Selected extract:

------

Original poster: "Edward Wingate by way of Terry Fritz <twftesla-at-qwest-dot-net>" <ewing7-at-rochester.rr-dot-com>

Tesla list wrote:
> 
> Original poster: "David Speck by way of Terry Fritz <twftesla-at-qwest-dot-net>"
<dave-at-davidspeckmd-dot-org>
> 
> Ed,
> I think we are speaking different languages, but saying the same thing.
> 
> If the 4 resistors are in series, they will total 800 ohms.  Passing 1
> amp through the string will dissipate a total of 800 watts, 200 watts in
> each resistor, with a voltage drop of 200 volts across each resistor.
>  Power (watts) = (I ^ 2) * R. = V * I
> 
> If the four resistors are in parallel, they will have a combined
> resistance of 50 ohms.  Putting 200 volts at 4 amps across the parallel
> set will still dissipate 200 watts in each resistor, or a total, again,
> of 800 watts.
> 
> When you series resistors of differing wattages, the current of the
> chain is determined by the power dissipation ability of the smallest
> wattage rated resistor in the chain.  Whatever level of current makes
> the maximum dissipation in the smallest rated resistor will be the
> maximum current the chain can sustain without burning out the smallest
> resistor.
> 
> Dave

Dave,

You are correct!

I sure didn't state the case very well and should have been more
specfic.

Ed Wingate RATCB

------

Recorded information:

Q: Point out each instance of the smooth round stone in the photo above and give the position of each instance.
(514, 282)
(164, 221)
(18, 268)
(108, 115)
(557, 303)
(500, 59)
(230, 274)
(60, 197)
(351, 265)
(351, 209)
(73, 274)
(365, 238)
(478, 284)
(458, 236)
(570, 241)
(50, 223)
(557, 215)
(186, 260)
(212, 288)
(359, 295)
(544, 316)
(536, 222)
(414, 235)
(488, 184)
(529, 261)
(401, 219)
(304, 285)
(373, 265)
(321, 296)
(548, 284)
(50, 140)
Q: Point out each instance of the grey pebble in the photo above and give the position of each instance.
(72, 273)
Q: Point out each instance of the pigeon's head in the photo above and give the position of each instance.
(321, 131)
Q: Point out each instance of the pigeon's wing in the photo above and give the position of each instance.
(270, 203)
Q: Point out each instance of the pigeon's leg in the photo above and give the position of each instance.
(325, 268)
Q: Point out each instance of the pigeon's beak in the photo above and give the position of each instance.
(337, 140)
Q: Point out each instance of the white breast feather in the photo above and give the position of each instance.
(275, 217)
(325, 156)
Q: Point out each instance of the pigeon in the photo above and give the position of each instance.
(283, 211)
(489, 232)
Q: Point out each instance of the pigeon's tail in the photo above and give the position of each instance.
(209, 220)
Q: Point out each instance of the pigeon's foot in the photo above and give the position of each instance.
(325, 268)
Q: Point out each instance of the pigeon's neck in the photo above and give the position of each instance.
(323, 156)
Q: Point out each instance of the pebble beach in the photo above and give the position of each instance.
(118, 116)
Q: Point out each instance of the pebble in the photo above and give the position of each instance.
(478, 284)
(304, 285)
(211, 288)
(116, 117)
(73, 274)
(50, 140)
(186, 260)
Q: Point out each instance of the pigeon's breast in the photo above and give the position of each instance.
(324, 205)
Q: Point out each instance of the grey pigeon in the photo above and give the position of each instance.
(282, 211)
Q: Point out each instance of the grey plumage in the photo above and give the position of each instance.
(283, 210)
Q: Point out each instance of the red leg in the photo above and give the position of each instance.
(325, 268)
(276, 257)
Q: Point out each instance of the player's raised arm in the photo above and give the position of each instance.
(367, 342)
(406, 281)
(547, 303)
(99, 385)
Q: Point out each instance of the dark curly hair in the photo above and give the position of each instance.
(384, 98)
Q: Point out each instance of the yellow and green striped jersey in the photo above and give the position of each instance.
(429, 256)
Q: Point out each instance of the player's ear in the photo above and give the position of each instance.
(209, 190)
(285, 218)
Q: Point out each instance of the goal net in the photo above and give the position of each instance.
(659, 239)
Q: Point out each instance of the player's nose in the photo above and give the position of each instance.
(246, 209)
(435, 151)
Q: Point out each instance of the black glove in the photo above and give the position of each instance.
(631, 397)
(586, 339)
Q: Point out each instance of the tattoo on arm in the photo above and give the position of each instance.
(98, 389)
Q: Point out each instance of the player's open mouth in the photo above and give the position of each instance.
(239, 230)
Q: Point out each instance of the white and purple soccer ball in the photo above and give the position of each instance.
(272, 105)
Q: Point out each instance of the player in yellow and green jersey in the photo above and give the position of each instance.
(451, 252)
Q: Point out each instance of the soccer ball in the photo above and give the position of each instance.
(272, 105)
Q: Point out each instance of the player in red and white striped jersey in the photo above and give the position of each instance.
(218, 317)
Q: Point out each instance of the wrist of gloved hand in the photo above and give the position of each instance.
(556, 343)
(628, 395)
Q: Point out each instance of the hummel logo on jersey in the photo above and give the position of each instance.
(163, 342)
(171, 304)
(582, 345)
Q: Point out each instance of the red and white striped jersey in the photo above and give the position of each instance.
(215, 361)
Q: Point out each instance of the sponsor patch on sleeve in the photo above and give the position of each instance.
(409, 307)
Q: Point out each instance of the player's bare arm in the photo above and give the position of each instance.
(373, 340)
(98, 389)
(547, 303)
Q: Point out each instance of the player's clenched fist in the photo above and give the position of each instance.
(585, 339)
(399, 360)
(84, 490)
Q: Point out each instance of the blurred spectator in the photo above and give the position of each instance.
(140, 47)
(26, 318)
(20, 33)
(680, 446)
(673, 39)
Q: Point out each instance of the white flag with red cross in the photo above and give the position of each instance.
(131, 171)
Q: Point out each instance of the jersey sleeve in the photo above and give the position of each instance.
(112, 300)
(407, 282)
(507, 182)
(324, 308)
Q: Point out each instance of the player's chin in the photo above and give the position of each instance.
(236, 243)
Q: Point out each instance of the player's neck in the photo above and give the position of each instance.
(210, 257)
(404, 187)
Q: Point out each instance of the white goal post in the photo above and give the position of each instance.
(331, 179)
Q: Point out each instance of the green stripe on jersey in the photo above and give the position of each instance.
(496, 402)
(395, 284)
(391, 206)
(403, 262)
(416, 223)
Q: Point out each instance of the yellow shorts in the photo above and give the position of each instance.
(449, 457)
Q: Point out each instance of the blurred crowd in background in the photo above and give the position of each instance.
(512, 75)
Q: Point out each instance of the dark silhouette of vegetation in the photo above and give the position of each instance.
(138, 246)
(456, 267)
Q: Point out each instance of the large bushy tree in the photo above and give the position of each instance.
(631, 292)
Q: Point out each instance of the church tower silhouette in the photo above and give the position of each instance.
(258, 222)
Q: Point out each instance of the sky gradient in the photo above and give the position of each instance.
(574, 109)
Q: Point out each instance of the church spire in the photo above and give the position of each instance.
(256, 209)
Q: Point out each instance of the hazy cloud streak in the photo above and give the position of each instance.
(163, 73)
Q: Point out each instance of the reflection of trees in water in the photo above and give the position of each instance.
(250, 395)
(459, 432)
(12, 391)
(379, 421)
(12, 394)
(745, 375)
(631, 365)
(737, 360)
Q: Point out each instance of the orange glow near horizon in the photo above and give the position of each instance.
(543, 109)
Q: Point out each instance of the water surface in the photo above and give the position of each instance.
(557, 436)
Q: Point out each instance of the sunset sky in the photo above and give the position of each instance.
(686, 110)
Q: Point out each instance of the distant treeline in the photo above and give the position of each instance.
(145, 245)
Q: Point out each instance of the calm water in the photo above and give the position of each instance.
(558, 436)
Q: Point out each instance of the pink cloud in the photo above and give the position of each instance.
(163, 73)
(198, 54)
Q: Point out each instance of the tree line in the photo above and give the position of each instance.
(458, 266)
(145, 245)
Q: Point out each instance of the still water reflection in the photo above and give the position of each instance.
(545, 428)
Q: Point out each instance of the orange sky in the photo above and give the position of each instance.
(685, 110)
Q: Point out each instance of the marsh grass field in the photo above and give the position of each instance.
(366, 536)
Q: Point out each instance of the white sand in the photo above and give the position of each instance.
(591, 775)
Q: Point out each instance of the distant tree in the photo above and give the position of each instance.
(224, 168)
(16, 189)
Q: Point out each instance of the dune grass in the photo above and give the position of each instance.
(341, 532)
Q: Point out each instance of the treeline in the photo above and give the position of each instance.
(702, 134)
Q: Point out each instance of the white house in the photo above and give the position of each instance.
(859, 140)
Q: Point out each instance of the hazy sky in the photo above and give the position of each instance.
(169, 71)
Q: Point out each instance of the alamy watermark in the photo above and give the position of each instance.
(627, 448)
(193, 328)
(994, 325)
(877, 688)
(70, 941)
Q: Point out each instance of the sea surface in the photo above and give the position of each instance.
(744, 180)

------

What you have to do: Can you repeat the stretch of the resistor thread from "<dave-at-davidspeckmd-dot-org>" through "of 800 watts.", switching "parallel" to "shunt"?

Solution for this task:
<dave-at-davidspeckmd-dot-org>
> 
> Ed,
> I think we are speaking different languages, but saying the same thing.
> 
> If the 4 resistors are in series, they will total 800 ohms.  Passing 1
> amp through the string will dissipate a total of 800 watts, 200 watts in
> each resistor, with a voltage drop of 200 volts across each resistor.
>  Power (watts) = (I ^ 2) * R. = V * I
> 
> If the four resistors are in shunt, they will have a combined
> resistance of 50 ohms.  Putting 200 volts at 4 amps across the shunt
> set will still dissipate 200 watts in each resistor, or a total, again,
> of 800 watts.